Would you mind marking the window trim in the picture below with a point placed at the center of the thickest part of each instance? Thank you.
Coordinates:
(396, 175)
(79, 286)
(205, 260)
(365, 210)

# # # # # # #

- Consignes à suivre -
Exprimez les lignes ci-dessus sous forme de liste JSON de chaînes, à raison d'une chaîne par ligne et sans les lignes vides.

- Réponse attendue -
[
  "Would you mind marking the window trim in the picture below with a point placed at the center of the thickest part of each instance? Thank you.",
  "Coordinates:",
  "(396, 175)",
  "(79, 286)",
  "(205, 260)",
  "(365, 210)"
]